Les enquêtes dans le milieu de l’enfant

Durant les enquêtes en vue de la réintégration familiale de l’enfant, la prise de contact avec les parents, des voisins se fait néanmoins pour confronter les versions des faits. « Nous faisons des enquêtes pour voir si vraiment le milieu familial est sécurisé pour l’enfant. Nous pouvons procéder à sa réintégration familiale tout en prenant le soin de constituer un dossier pour cet enfant au CPS », dira un autre chef de CPS qui n’a pas voulu décliner son identité. « C’est l’occasion pour dire aux tuteurs qui accueillent les enfants chez eux, qu’ils doivent toujours avoir les informations sur l’enfant, ses parents et son lieu de provenance pour faciliter son retour en famille », insiste le policier républicain après des constats faits lors de ses enquêtes sur des problématique de cette nature. A la question de savoir s’il faut simplement retourner l’enfant perdu à ses parents, Fifamè Ella Kossouoh répond en ces termes : « Tout parent qui est contacté, pour venir récupérer son enfant au CPS, doit se munir de sa carte d’identité ou de sa Carte d’Identification Personnelle (CIP). Il vient également avec l’acte de naissance de l’enfant parce qu’on doit voir sur l’acte de naissance le nom du parent qui est venu chercher ». Elle n’a pas manqué de souligner : « Quand on retrouve un enfant errant, l’idéal c’est de se rapprocher du chef quartier, d’un commissariat, du CPS. Il ne faut pas ramener un enfant errant chez soi. Car vous serez responsable de tout ce qui pourrait lui arriver durant le temps de son séjour avec vous ».
Par ailleurs, des difficultés jalonnent le processus de réintégration de l’enfant dans le tissu familial après sa disparition. Barrières linguistiques, défaut d’acte de naissance de l’enfant, non-disponibilité de place dans des CAPE en raison de l’indifférence de certains parents à récupérer leurs enfants sont des difficultés évoquées par les acteurs rencontrés.
▬▬▬
- **Exercices**:
(a) Recopiez fidèlement le passage du texte fourni qui va de « Par ailleurs, des » jusqu’à « les acteurs rencontrés. ».
(b) Dites si chacune des affirmations suivantes concorde avec le texte fourni, en répondant par oui ou par non et en citant les mots décisifs du texte : (i) un parent qui vient chercher son enfant au CPS doit apporter l’acte de naissance de l’enfant ; (ii) il est recommandé de ramener chez soi un enfant errant que l’on a retrouvé ; (iii) les barrières linguistiques comptent parmi les difficultés évoquées par les acteurs rencontrés.
Les lignes qui suivent n’interviennent en rien dans ce travail.

- **Matériel**:
▬▬▬
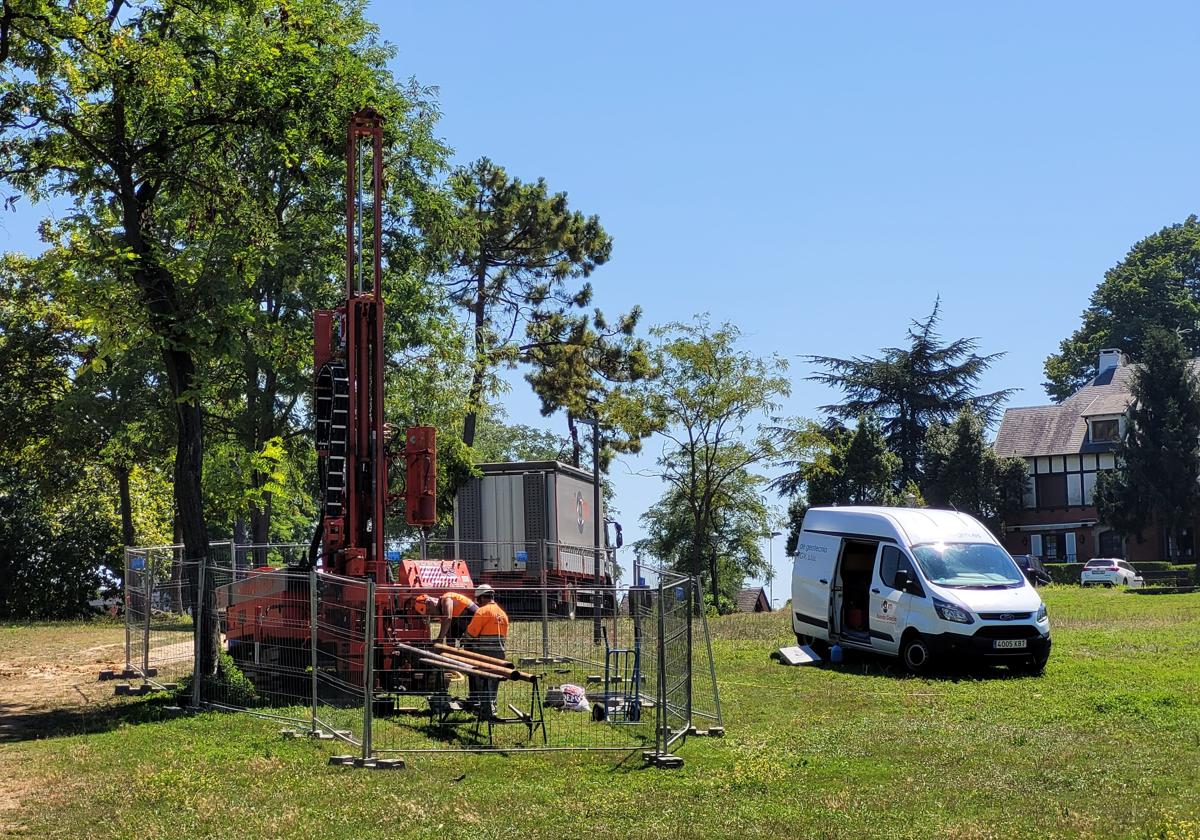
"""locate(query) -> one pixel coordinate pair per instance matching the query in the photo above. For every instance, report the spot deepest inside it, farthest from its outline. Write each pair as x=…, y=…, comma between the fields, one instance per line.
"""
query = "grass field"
x=1105, y=743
▬▬▬
- **Corrigé de l’exercice**:
(a)
Par ailleurs, des difficultés jalonnent le processus de réintégration de l’enfant dans le tissu familial après sa disparition. Barrières linguistiques, défaut d’acte de naissance de l’enfant, non-disponibilité de place dans des CAPE en raison de l’indifférence de certains parents à récupérer leurs enfants sont des difficultés évoquées par les acteurs rencontrés.

(b)
(i) Oui : « Il vient également avec l’acte de naissance de l’enfant ».
(ii) Non : « Il ne faut pas ramener un enfant errant chez soi. »
(iii) Oui : « Barrières linguistiques, défaut d’acte de naissance de l’enfant, non-disponibilité de place dans des CAPE en raison de l’indifférence de certains parents à récupérer leurs enfants sont des difficultés évoquées par les acteurs rencontrés. »